§ Required work
An exact, complete copy of the data is all that is needed.

§ Material provided
++++++++++
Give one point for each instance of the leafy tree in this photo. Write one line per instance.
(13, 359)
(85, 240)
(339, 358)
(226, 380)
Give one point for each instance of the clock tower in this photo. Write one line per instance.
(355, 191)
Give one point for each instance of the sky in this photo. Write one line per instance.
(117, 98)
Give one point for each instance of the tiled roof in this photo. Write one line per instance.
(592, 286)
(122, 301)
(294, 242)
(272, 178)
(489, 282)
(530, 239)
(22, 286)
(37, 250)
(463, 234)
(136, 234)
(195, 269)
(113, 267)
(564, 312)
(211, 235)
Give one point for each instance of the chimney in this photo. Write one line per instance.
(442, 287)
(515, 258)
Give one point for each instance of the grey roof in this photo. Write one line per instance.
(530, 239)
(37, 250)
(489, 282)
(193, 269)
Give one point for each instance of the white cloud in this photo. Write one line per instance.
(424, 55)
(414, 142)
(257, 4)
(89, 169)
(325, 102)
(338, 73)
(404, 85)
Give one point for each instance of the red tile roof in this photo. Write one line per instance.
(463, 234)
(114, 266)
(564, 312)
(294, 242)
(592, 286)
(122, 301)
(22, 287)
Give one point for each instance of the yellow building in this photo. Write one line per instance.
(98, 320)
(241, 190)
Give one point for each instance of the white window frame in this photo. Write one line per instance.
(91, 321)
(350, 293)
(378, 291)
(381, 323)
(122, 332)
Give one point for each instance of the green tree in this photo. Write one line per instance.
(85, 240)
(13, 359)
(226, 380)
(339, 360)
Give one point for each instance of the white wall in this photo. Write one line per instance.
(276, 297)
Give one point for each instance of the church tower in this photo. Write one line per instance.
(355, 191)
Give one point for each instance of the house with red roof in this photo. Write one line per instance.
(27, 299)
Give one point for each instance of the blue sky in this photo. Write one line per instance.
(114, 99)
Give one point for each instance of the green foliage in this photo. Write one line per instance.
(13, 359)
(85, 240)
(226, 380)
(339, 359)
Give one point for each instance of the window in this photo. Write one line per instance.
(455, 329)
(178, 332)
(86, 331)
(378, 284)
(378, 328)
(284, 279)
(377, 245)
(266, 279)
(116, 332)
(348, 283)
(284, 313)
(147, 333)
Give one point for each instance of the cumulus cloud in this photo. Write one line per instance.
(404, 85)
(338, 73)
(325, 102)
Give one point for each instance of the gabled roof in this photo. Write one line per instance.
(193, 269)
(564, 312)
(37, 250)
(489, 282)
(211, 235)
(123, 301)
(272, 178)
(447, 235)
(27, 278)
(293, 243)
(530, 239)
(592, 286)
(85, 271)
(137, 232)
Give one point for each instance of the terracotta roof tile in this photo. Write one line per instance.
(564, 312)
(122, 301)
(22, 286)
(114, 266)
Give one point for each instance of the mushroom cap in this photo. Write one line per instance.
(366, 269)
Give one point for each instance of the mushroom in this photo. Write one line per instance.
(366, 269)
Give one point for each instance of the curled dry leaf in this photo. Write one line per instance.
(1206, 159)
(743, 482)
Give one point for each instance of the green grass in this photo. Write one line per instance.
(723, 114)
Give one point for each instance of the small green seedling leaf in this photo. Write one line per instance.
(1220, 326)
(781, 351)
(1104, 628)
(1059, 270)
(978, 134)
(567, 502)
++++++++++
§ Your solution
Give one point for each instance of the leafy tree in this photo. Write one line per instance.
(13, 359)
(85, 240)
(339, 358)
(226, 380)
Give one point for each instance of the clock tower in this photo. Write one line per instance.
(355, 191)
Give one point for each instance of the sky in this photo. Write one line per instance.
(117, 98)
Give one point for each instance of the tiled roof in this photo. Write one line per instance.
(592, 286)
(122, 301)
(294, 242)
(272, 178)
(489, 282)
(530, 239)
(22, 286)
(37, 250)
(463, 234)
(136, 234)
(195, 269)
(113, 267)
(564, 312)
(211, 235)
Give one point for each instance of the chimney in this photo. Write one line per instance.
(442, 287)
(515, 258)
Give one point for each instance of the grey roof in this photo. Write one line per instance.
(530, 239)
(37, 250)
(489, 282)
(193, 269)
Give one point for each instance of the white cloud in this photo. Write one line per instance.
(424, 55)
(414, 142)
(257, 4)
(89, 169)
(325, 102)
(338, 73)
(404, 85)
Give one point for each instance of the red tile roof in this photo. Write one line per instance.
(463, 234)
(114, 266)
(564, 312)
(294, 242)
(592, 286)
(122, 301)
(22, 287)
Give one point for each instance of the yellow building in this photo. Write one line per instance.
(98, 320)
(241, 190)
Give one point for each instance of the white window frame in this photo. Write one line per instance.
(91, 321)
(350, 293)
(378, 291)
(381, 323)
(122, 332)
Give one point for each instance of the green tree in this photo. Write one line per instance.
(85, 240)
(13, 359)
(226, 380)
(339, 360)
Give one point for each instance of the white wall in this photo. Write one line per instance.
(276, 297)
Give one point for each instance of the church tower in this photo. Write one line per instance.
(355, 191)
Give one point for each instance of the house with red roof in this photo. Write one line per instance.
(27, 299)
Give one point for each instance of the blue sky in this photo. Write one line per instance.
(114, 99)
Give one point for each instance of the green foliage in this photo. Write one line per instance.
(13, 359)
(85, 240)
(226, 380)
(339, 359)
Give one point for each instance of the window in this photo. Write one line per instance.
(455, 329)
(178, 332)
(86, 331)
(378, 284)
(378, 328)
(284, 279)
(377, 245)
(266, 279)
(116, 332)
(348, 283)
(284, 313)
(147, 333)
Give one point for each instance of the cumulus cloud in this photo. Write one line per instance.
(404, 85)
(338, 73)
(325, 102)
Give one point for each instance of the gabled roof in this photo. Write one line per instance.
(193, 269)
(564, 312)
(37, 250)
(489, 282)
(211, 235)
(123, 301)
(272, 178)
(447, 235)
(27, 278)
(293, 243)
(530, 239)
(592, 286)
(85, 271)
(137, 232)
Give one point for each instance of the terracotta roof tile in this photo. Write one line per instance.
(564, 312)
(122, 301)
(22, 286)
(114, 266)
Give one point for each instance of the mushroom cap in this photo. Write one line per instance.
(366, 269)
Give one point for each instance of the mushroom in this photo. Write one line per instance.
(366, 269)
Give one point for each instance of the curled dry leaf in this photo. Write one line per instance.
(1206, 159)
(743, 482)
Give one point for each instance of the green grass in this photo. Write one line per instance.
(723, 114)
Give one point for each instance of the small green seedling leaf in this photo. Write one line per instance.
(1220, 326)
(781, 351)
(1104, 628)
(1059, 270)
(978, 134)
(567, 502)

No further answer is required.